Problem statement — Can you quote every one of the records below line for line, leaving the pictures out of your answer?

Stored items from a collection:
· · · · ·

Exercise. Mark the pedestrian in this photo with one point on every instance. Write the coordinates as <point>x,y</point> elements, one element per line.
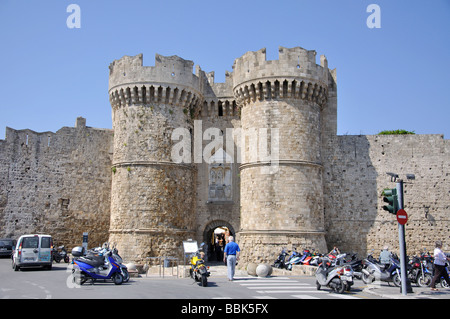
<point>440,260</point>
<point>230,256</point>
<point>385,257</point>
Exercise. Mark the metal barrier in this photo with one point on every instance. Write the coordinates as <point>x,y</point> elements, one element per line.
<point>167,261</point>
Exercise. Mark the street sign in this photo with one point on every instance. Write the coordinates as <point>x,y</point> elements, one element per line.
<point>402,217</point>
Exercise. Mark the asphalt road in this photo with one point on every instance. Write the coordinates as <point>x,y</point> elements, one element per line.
<point>57,283</point>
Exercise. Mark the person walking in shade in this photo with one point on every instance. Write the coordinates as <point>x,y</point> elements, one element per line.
<point>440,260</point>
<point>230,256</point>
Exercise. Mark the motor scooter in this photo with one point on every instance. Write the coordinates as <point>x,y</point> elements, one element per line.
<point>96,267</point>
<point>280,262</point>
<point>198,270</point>
<point>60,253</point>
<point>338,278</point>
<point>373,270</point>
<point>294,259</point>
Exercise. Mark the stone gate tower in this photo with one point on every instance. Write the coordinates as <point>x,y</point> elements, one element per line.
<point>282,208</point>
<point>156,202</point>
<point>152,201</point>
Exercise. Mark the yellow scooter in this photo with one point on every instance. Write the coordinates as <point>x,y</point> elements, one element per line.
<point>198,271</point>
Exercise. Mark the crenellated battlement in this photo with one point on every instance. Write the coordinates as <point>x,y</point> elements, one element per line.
<point>170,81</point>
<point>294,75</point>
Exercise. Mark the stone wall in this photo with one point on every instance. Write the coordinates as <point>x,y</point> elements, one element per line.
<point>56,183</point>
<point>124,186</point>
<point>355,170</point>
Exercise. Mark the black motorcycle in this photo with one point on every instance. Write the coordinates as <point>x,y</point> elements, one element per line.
<point>281,260</point>
<point>60,254</point>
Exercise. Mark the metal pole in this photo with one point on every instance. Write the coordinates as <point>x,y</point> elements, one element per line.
<point>406,285</point>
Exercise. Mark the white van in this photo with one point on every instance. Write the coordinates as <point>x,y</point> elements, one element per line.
<point>33,251</point>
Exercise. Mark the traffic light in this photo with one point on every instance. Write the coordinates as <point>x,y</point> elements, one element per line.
<point>390,197</point>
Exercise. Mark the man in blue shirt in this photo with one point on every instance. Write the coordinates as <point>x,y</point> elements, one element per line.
<point>231,254</point>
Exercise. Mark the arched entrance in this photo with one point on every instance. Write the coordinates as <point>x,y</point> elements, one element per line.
<point>214,237</point>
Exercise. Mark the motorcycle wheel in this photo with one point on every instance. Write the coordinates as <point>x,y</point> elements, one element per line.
<point>118,279</point>
<point>126,275</point>
<point>78,278</point>
<point>340,286</point>
<point>397,280</point>
<point>204,280</point>
<point>367,279</point>
<point>317,285</point>
<point>424,280</point>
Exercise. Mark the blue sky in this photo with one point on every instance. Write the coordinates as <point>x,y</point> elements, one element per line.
<point>393,77</point>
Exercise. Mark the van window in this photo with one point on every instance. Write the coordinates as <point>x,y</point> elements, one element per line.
<point>30,242</point>
<point>45,242</point>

· · · · ·

Finished task —
Exercise. Mark the pedestrian in this photo with one point on every instance. Write the coordinates as <point>x,y</point> elements, one element per line.
<point>440,260</point>
<point>230,256</point>
<point>385,257</point>
Exercise. Mark the metal barrier in this photo with one point on every instance. Write the coordinates as <point>x,y</point> elements, one element per line.
<point>167,261</point>
Exercise. Mark the street sign in this photo with one point on every instance. Write the coordinates as <point>x,y</point> elements, one element per line.
<point>402,217</point>
Exercise. Mark the asphalt road in this photo with one point on every instance. Write the coordinates as <point>x,y</point> elements, one element per line.
<point>57,283</point>
Exercise. Mark the person walking in shade in this photo with one point on every instance. Write the coordinates as <point>x,y</point> elements, one element per line.
<point>440,260</point>
<point>230,256</point>
Exercise. Mark the motor scooter in this photo with one point on every instance. Write the coordinates as <point>x,y</point> elements, one element per line.
<point>96,267</point>
<point>280,262</point>
<point>198,270</point>
<point>60,253</point>
<point>338,278</point>
<point>373,270</point>
<point>294,259</point>
Exercise. Mark the stone gate tower in this photo with one point on every instance. Write the coordinates as <point>x,y</point> elements, one element per line.
<point>282,208</point>
<point>156,202</point>
<point>152,201</point>
Exercise. Mark the yellow scooter in this photo with one point on every instance. Write the coordinates as <point>x,y</point> elements, one element per line.
<point>198,271</point>
Exercise. Mark the crenellated battlement in this photo with one point on every instance. Write the coordinates as <point>x,y</point> elements, one element per line.
<point>170,81</point>
<point>294,75</point>
Exercise. Mark the stone wall in this photo with one point on every instance. Write the coordinates as <point>x,y</point> elements, one element per line.
<point>56,183</point>
<point>124,186</point>
<point>355,170</point>
Exercise. Mark the black motorcycle in this photo with one point on every instance. Write the coordinates as <point>x,y</point> elements, one element per line.
<point>281,260</point>
<point>60,254</point>
Exercise. Mark the metal pole in this photo with one point on every instance. Write the coordinates as <point>x,y</point> elements, one element per line.
<point>406,285</point>
Exercise. Mark the white van in this photo with one point on every instance. Write the coordinates as <point>x,y</point> elements, one element per line.
<point>33,251</point>
Exercise. Mark the traffic light in this photo with one point on every instance. Write the coordinates as <point>x,y</point> elements, one element per line.
<point>390,197</point>
Exercise. Mark the man in blue shirt in this photo with one point on every instance. Write the coordinates as <point>x,y</point> elements, one element per line.
<point>231,254</point>
Exercise. Mark the arched entrance in this photo with one point on every instance. Write the coordinates as <point>x,y</point> elements, one element per line.
<point>214,237</point>
Exercise. Mark the motorcycle wheel in this photo with one point on every instance. Write the coordinates as <point>x,y</point> elements, one element per line.
<point>118,279</point>
<point>126,275</point>
<point>78,278</point>
<point>340,286</point>
<point>397,280</point>
<point>204,280</point>
<point>367,279</point>
<point>317,285</point>
<point>424,280</point>
Exercise. Mark the blue sky in this photo with one point on every instance. Write the coordinates as <point>x,y</point> elements, one element per line.
<point>393,77</point>
Exercise. Mark the van window in this photo with one point on every instance. Write the coordinates as <point>x,y</point> elements, one element per line.
<point>30,242</point>
<point>45,242</point>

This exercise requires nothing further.